__Passage__
As the bearing degrades and the rolling elements impact
the fault, harmonics of the damage frequency will begin
to show in the FFT spectrum. Stage Two
is a bearing with some wear as noted by the harmonics.
There is no reason to change the bearing at this point.
In fact, bearings have been pulled at this stage and the
only damage apparent is pinpoint spalling in the
raceways. As the harmonics increase in amplitude it may
be prudent to increase the frequency of data collection.
Bearing degradation is usually linear for a period of
time and can be trended, but as service life is
shortened, it becomes non-linear.

__Dataset extract__
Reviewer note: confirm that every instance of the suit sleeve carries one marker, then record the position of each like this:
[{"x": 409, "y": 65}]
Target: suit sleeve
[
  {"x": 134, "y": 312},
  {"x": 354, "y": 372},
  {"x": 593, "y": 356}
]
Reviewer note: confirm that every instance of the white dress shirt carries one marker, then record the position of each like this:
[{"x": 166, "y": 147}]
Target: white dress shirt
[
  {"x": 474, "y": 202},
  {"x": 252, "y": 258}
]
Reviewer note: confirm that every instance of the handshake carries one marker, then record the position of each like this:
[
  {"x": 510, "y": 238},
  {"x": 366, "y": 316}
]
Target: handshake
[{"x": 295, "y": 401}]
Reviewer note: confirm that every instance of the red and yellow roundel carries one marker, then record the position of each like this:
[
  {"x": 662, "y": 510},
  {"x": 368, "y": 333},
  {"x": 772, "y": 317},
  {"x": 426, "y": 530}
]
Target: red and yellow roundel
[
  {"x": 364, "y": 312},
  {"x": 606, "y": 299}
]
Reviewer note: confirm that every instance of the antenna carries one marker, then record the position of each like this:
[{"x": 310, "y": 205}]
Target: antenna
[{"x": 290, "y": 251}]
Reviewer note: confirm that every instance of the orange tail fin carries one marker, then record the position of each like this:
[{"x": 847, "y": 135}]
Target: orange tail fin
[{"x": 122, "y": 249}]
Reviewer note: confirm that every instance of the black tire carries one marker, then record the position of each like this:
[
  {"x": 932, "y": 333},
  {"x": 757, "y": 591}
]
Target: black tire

__Task description__
Return the passage on bearing degradation word for word, in full. The records come from a different source than the passage.

__Output of the exercise__
As the bearing degrades and the rolling elements impact
the fault, harmonics of the damage frequency will begin
to show in the FFT spectrum. Stage Two
is a bearing with some wear as noted by the harmonics.
There is no reason to change the bearing at this point.
In fact, bearings have been pulled at this stage and the
only damage apparent is pinpoint spalling in the
raceways. As the harmonics increase in amplitude it may
be prudent to increase the frequency of data collection.
Bearing degradation is usually linear for a period of
time and can be trended, but as service life is
shortened, it becomes non-linear.